== WORK TASK ==
The entries below must be retyped exactly. Pictures are to be omitted.

== WORKING DATA ==

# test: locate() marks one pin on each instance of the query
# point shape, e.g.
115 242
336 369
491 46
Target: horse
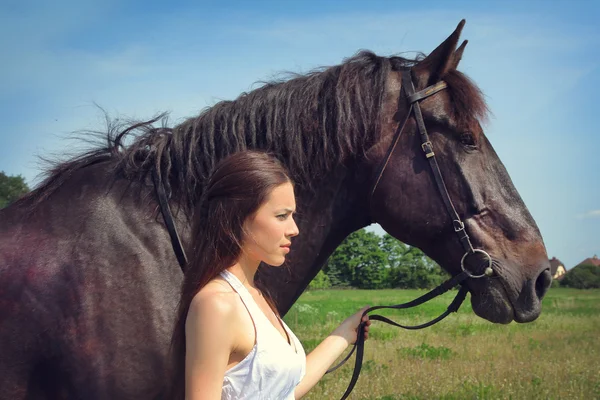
89 281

== RESULT OF THE EXERCISE ==
# test: locate() marks one pin on each instance of the query
# point shape, e.g.
115 242
336 369
491 46
Target: horse
89 281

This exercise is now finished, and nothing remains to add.